What is being asked: Once you find the line with "point: signal post", transcribe it and all the lines that follow to the end of the data, exactly as written; skip any pictures.

Referring expression data:
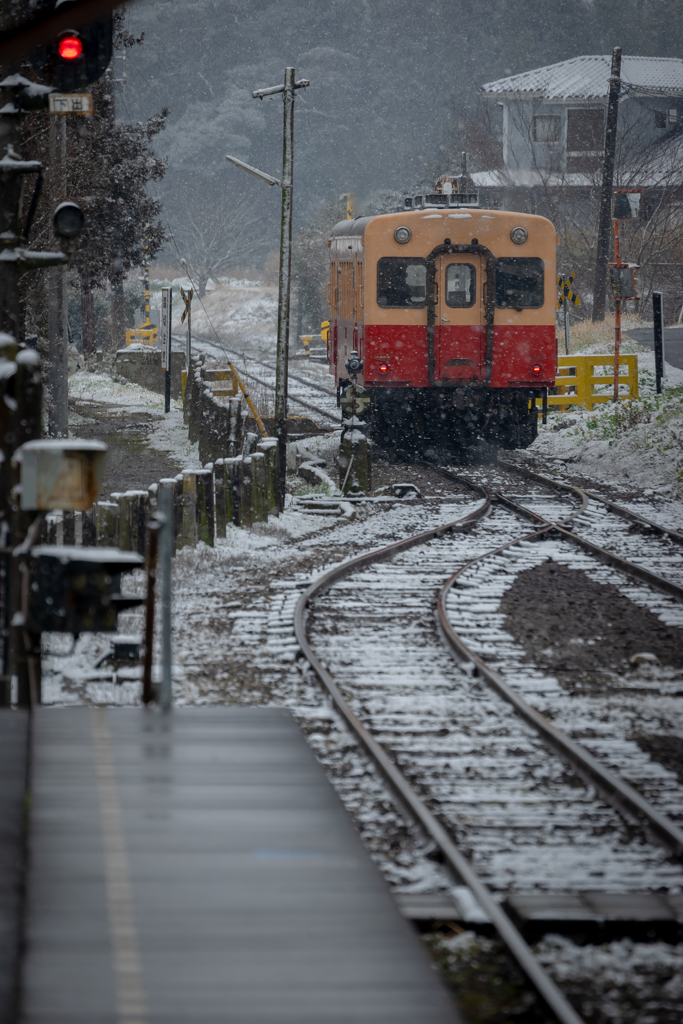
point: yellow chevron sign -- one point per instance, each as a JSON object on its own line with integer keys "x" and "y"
{"x": 565, "y": 293}
{"x": 186, "y": 299}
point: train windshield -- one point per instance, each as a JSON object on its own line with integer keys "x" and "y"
{"x": 401, "y": 281}
{"x": 460, "y": 285}
{"x": 519, "y": 283}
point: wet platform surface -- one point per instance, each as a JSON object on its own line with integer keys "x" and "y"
{"x": 13, "y": 739}
{"x": 199, "y": 866}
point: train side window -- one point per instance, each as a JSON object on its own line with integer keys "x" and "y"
{"x": 401, "y": 282}
{"x": 519, "y": 283}
{"x": 460, "y": 285}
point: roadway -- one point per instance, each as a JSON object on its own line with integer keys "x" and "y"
{"x": 673, "y": 342}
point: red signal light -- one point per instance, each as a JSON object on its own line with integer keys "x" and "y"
{"x": 70, "y": 47}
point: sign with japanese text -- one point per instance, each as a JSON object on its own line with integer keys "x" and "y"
{"x": 73, "y": 102}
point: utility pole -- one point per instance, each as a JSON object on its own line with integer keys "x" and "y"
{"x": 57, "y": 331}
{"x": 602, "y": 249}
{"x": 20, "y": 389}
{"x": 284, "y": 291}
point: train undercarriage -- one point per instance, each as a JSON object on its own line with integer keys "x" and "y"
{"x": 454, "y": 421}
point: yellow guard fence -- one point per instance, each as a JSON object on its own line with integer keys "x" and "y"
{"x": 577, "y": 380}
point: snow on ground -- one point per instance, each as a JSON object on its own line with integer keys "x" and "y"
{"x": 123, "y": 398}
{"x": 637, "y": 445}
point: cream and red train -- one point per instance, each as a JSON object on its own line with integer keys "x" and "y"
{"x": 452, "y": 310}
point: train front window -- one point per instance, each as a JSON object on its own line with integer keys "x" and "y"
{"x": 519, "y": 283}
{"x": 401, "y": 282}
{"x": 460, "y": 285}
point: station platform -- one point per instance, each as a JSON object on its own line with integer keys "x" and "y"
{"x": 198, "y": 866}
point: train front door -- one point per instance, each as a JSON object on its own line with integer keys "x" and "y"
{"x": 460, "y": 332}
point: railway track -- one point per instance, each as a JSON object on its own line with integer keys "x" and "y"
{"x": 301, "y": 390}
{"x": 483, "y": 784}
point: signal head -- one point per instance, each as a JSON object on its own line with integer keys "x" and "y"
{"x": 70, "y": 46}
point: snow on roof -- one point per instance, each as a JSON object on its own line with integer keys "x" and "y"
{"x": 588, "y": 78}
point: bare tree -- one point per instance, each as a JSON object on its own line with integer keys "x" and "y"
{"x": 214, "y": 241}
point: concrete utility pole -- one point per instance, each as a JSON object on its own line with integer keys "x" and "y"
{"x": 57, "y": 330}
{"x": 286, "y": 184}
{"x": 20, "y": 388}
{"x": 604, "y": 225}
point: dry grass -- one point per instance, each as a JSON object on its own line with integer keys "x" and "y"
{"x": 585, "y": 336}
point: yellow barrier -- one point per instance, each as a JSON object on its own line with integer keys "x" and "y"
{"x": 141, "y": 336}
{"x": 577, "y": 380}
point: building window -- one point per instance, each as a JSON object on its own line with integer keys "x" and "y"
{"x": 547, "y": 128}
{"x": 665, "y": 118}
{"x": 586, "y": 131}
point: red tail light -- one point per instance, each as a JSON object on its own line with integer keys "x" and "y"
{"x": 70, "y": 47}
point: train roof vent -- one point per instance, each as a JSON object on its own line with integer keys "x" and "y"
{"x": 437, "y": 201}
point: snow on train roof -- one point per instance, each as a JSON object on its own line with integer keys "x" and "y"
{"x": 588, "y": 78}
{"x": 355, "y": 226}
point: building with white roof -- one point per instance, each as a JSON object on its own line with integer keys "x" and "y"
{"x": 552, "y": 122}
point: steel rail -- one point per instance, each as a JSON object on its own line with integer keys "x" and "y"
{"x": 602, "y": 554}
{"x": 404, "y": 792}
{"x": 619, "y": 510}
{"x": 613, "y": 788}
{"x": 260, "y": 363}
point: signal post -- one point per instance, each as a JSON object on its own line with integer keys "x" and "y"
{"x": 69, "y": 59}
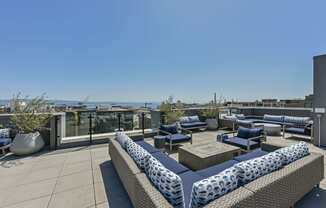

Written reply:
point: signal post -- one point per instance, each as a JSON object on its own line with integer keys "x" and "y"
{"x": 69, "y": 59}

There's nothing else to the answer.